SELECTION –
>>>>>

Failed Jobs

When jobs fail permanently (exceed max_tries), they're moved to the failed jobs storage for inspection and potential retry. This guide explains how to handle failed jobs.

What Makes a Job Fail?

A job fails permanently when:

Exceeds max_tries - Retried the maximum number of times
Unrecoverable error - Exception that can't be resolved by retrying
Timeout - Job exceeds its timeout limit repeatedly

Where Failed Jobs Are Stored

Database Storage (Recommended)

Failed jobs are stored in the queue_failed_jobs table:

CREATE TABLE queue_failed_jobs (
    id INT AUTO_INCREMENT PRIMARY KEY,
    connection VARCHAR(255) NOT NULL,
    queue VARCHAR(255) NOT NULL,
    payload TEXT NOT NULL,
    exception TEXT NOT NULL,
    failed_at DATETIME NOT NULL,
    INDEX(queue)
);

Redis Storage (Fallback)

<<<<<

WHAT YOU ARE ASKED TO DO – Please write out the failed jobs guide above in full, word for word.

DATA ROWS –

>>>>>

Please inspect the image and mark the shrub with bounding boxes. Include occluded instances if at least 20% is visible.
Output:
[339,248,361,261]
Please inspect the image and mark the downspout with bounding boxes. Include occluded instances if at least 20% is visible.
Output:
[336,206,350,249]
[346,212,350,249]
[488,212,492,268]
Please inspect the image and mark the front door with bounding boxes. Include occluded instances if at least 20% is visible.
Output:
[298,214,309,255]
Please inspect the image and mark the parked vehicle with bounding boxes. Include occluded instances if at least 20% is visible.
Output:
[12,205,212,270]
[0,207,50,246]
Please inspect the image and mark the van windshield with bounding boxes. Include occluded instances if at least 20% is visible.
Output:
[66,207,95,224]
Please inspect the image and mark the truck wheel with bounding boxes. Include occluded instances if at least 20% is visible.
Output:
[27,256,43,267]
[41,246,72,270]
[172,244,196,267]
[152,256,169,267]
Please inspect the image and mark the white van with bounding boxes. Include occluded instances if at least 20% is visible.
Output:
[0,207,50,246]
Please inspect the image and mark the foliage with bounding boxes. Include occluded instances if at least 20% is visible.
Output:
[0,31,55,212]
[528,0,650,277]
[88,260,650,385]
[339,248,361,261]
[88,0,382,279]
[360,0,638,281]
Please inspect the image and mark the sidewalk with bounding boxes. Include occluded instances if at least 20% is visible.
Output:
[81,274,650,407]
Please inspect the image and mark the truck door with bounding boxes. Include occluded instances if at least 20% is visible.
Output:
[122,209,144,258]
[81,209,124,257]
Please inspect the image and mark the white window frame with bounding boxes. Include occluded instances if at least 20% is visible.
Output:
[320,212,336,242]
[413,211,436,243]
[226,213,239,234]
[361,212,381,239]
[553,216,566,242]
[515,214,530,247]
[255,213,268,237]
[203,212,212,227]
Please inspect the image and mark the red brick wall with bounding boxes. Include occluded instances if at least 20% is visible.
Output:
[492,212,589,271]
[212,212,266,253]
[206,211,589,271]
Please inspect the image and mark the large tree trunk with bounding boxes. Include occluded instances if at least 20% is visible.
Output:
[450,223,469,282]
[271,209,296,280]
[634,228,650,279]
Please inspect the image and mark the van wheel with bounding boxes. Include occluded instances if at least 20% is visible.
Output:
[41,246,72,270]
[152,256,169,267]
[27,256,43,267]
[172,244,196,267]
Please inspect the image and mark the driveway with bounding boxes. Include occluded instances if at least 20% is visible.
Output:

<<<<<

FINISHED EXERCISE –
Failed Jobs

When jobs fail permanently (exceed max_tries), they're moved to the failed jobs storage for inspection and potential retry. This guide explains how to handle failed jobs.

What Makes a Job Fail?

A job fails permanently when:

Exceeds max_tries - Retried the maximum number of times
Unrecoverable error - Exception that can't be resolved by retrying
Timeout - Job exceeds its timeout limit repeatedly

Where Failed Jobs Are Stored

Database Storage (Recommended)

Failed jobs are stored in the queue_failed_jobs table:

CREATE TABLE queue_failed_jobs (
    id INT AUTO_INCREMENT PRIMARY KEY,
    connection VARCHAR(255) NOT NULL,
    queue VARCHAR(255) NOT NULL,
    payload TEXT NOT NULL,
    exception TEXT NOT NULL,
    failed_at DATETIME NOT NULL,
    INDEX(queue)
);

Redis Storage (Fallback)